- What you are asked to do: Reproduce, word for word, the part of the Trading in the Zone review between "Trading in The Zone: Review" and "in their trades.", inclusive.

- Passage shown:
______
Trading in The Zone: Review & Summary

Written by Marc Walton

I recently retired as a professional trader. I now focus on teaching others to trade my funds. My team and I have coached 1000's of home based forex traders. Along with trading psychologist, Rich Friesen & a former student of mine, turned full-time trader & now a mentor: Pierre du Plessis

October 29, 2013

This is a precis of one of the best forex books I have read & deals specifically with the biggest problems most of you are having, especially dare I say it? mindset & Discipline :)

Trading in The Zone By Mark Douglas. Notes supplemented by Josh Duesterbeck

Trading In The Zone ReviewSuccessful traders have confidence in their trades.

They trust themselves to do what needs to be done without hesitation.

They do not fear the erratic behavior of the markets.  They learn to focus on opportunities that will help them make profit instead of focusing on the information that reinforces their fears.

The largest group of consistent losers is composed primarily of doctors, lawyers, engineers, scientists, CEOs, wealthy retirees, and entrepreneurs.

While the markets can be described as an arena of endless opportunities, they simultaneously confront the individual with some of the most sustained, adverse psychological conditions you can expose yourself to.

Trading in the Zone: Master the Market with Confidence, Discipline, and a Winning Attitude

You will be profoundly more successful once you fully accept the risks to trading in each trade. For the best traders, the risks inherent in trading do not cause them to lose their discipline, focus, or sense of confidence.
______
- Data entries:

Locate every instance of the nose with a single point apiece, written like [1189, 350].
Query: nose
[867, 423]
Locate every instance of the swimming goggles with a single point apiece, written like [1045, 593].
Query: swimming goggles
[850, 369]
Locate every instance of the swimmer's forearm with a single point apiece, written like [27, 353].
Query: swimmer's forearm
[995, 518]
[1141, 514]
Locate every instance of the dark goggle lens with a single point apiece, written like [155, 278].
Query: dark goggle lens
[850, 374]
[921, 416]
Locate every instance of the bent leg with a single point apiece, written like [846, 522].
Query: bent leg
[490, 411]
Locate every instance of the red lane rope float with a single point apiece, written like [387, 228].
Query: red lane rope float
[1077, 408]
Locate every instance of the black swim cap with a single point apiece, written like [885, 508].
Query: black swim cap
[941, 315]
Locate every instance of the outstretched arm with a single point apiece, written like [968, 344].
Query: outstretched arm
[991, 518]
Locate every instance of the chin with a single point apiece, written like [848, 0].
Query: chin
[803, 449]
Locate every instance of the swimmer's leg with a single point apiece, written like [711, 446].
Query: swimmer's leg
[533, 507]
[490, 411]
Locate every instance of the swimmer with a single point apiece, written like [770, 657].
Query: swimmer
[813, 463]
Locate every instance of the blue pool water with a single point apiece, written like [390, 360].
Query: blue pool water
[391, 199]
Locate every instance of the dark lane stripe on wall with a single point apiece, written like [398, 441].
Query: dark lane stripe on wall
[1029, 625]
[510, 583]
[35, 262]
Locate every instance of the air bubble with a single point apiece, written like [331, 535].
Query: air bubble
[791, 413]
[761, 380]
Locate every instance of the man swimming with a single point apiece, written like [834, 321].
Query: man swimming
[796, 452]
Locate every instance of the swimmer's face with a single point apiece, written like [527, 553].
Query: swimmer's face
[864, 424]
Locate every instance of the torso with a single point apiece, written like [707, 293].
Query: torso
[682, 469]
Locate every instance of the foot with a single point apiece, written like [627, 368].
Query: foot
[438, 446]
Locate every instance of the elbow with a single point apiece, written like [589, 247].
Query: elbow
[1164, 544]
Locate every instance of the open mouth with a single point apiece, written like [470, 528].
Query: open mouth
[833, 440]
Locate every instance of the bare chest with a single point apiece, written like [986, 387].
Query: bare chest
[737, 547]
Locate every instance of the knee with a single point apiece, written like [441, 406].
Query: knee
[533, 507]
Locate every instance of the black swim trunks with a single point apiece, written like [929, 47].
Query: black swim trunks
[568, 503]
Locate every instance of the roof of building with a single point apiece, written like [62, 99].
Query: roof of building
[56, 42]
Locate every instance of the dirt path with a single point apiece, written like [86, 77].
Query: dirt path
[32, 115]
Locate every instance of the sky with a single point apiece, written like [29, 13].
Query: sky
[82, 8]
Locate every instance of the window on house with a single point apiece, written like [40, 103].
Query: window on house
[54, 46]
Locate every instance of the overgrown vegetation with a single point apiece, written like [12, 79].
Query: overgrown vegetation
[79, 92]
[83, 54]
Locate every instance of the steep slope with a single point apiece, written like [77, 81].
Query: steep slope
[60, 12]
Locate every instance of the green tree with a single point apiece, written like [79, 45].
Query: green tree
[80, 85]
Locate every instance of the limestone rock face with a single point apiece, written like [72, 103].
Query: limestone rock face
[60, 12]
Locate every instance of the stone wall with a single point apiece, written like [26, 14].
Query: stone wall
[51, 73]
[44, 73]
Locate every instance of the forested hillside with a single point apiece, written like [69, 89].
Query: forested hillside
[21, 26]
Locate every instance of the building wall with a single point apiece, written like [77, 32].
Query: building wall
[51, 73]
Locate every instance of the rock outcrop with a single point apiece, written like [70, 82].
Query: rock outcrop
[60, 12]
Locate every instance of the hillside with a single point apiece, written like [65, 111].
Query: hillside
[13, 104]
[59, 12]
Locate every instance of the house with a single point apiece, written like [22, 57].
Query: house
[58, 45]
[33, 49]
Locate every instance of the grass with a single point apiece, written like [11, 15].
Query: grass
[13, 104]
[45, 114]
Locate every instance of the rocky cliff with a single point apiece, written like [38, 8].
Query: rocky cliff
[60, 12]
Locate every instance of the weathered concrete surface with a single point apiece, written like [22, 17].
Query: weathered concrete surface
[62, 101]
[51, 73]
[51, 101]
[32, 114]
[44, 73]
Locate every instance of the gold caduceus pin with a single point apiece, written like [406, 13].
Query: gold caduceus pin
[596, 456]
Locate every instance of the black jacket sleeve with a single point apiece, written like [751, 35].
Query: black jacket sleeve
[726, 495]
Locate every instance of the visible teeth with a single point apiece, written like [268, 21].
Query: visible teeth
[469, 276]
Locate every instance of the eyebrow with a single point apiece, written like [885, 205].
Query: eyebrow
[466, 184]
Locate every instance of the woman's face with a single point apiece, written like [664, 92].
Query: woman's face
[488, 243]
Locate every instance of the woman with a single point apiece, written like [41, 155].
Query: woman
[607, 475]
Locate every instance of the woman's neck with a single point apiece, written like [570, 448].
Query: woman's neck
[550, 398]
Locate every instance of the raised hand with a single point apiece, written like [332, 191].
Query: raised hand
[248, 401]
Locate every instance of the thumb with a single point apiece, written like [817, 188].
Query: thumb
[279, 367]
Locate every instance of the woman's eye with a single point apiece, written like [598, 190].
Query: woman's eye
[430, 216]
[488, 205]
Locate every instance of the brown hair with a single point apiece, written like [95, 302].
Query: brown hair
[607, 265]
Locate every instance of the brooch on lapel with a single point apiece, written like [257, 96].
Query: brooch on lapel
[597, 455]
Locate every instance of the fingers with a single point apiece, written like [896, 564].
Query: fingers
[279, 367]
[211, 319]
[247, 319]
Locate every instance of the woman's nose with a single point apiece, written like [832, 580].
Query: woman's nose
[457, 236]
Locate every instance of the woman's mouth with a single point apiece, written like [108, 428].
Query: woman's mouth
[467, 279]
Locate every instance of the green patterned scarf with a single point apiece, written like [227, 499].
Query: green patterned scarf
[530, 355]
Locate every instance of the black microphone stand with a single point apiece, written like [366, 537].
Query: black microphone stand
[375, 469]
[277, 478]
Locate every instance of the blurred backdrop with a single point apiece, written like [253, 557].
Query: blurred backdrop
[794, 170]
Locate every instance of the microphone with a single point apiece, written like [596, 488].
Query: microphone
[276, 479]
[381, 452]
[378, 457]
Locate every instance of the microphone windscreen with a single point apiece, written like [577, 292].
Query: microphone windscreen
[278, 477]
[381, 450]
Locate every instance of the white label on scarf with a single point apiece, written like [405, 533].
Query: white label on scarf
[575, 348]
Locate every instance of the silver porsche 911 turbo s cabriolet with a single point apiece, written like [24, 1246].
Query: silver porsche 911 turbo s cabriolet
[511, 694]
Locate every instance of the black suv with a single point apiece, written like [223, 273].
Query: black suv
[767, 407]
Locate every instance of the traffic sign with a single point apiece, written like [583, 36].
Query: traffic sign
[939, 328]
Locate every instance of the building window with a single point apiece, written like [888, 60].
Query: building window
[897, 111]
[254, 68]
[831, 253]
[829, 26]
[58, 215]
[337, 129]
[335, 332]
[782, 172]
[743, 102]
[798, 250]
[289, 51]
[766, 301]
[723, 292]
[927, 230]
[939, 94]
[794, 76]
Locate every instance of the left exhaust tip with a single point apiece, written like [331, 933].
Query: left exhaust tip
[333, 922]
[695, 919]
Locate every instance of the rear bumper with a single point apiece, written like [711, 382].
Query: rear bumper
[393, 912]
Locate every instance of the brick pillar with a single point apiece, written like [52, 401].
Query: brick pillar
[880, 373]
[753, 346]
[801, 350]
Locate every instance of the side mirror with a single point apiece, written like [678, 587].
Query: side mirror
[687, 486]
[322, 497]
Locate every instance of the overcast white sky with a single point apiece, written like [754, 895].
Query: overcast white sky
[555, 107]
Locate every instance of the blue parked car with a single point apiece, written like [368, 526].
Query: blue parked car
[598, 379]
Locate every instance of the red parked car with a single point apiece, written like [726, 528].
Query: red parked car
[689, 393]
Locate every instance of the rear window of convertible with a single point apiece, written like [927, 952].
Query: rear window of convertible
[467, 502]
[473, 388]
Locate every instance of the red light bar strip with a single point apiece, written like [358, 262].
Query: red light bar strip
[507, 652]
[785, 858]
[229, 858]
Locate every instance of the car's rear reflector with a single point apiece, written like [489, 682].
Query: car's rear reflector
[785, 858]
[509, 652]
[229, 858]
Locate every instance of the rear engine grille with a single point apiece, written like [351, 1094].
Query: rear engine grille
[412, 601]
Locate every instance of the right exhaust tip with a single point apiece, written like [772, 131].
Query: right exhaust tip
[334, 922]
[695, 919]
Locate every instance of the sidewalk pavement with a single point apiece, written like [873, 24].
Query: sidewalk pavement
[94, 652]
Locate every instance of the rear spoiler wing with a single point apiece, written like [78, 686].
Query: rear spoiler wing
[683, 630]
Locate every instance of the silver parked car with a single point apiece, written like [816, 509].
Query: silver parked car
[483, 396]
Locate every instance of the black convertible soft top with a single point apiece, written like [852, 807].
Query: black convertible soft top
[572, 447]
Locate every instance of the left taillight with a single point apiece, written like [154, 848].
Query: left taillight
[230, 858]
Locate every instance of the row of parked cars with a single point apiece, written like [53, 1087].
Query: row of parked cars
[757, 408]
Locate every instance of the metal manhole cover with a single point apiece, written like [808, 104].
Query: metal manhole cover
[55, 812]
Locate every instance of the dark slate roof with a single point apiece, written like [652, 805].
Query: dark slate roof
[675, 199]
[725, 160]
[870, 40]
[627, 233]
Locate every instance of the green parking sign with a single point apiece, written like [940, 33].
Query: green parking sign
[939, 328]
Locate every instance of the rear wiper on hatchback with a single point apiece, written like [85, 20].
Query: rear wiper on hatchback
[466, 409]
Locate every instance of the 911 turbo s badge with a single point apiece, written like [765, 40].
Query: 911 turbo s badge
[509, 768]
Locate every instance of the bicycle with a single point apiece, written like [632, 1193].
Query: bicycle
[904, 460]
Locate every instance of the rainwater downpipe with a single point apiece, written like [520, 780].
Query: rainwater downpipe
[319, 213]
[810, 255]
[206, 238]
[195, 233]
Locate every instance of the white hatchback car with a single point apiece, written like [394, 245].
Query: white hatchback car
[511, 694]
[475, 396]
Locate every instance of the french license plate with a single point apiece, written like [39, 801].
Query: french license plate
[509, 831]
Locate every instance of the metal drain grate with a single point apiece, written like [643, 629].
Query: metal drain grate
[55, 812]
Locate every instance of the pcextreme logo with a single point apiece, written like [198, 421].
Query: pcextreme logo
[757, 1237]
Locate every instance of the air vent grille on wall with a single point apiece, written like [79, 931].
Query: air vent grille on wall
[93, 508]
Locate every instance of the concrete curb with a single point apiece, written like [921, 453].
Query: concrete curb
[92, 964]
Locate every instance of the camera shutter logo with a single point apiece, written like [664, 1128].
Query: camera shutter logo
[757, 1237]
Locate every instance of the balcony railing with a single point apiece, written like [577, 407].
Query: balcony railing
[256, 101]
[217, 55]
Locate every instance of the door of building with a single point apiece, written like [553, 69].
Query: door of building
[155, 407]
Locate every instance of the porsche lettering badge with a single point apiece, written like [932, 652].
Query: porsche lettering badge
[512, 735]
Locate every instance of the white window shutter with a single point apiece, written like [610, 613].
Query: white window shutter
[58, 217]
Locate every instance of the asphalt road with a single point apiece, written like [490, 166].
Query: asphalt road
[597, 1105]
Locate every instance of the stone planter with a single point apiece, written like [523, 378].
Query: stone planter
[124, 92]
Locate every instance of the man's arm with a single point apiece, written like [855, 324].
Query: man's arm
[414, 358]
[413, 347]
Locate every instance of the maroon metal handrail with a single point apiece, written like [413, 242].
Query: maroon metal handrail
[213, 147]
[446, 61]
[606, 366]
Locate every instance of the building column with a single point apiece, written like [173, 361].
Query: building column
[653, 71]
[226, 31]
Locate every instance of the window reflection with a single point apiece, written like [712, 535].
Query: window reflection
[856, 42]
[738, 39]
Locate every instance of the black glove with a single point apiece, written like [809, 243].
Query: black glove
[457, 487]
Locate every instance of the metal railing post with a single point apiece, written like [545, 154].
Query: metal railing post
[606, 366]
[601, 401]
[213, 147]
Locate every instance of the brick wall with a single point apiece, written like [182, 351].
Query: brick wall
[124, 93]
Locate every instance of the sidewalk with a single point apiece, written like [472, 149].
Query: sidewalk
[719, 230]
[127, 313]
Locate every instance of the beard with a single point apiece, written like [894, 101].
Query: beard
______
- Complete response:
Trading in The Zone: Review & Summary

Written by Marc Walton

I recently retired as a professional trader. I now focus on teaching others to trade my funds. My team and I have coached 1000's of home based forex traders. Along with trading psychologist, Rich Friesen & a former student of mine, turned full-time trader & now a mentor: Pierre du Plessis

October 29, 2013

This is a precis of one of the best forex books I have read & deals specifically with the biggest problems most of you are having, especially dare I say it? mindset & Discipline :)

Trading in The Zone By Mark Douglas. Notes supplemented by Josh Duesterbeck

Trading In The Zone ReviewSuccessful traders have confidence in their trades.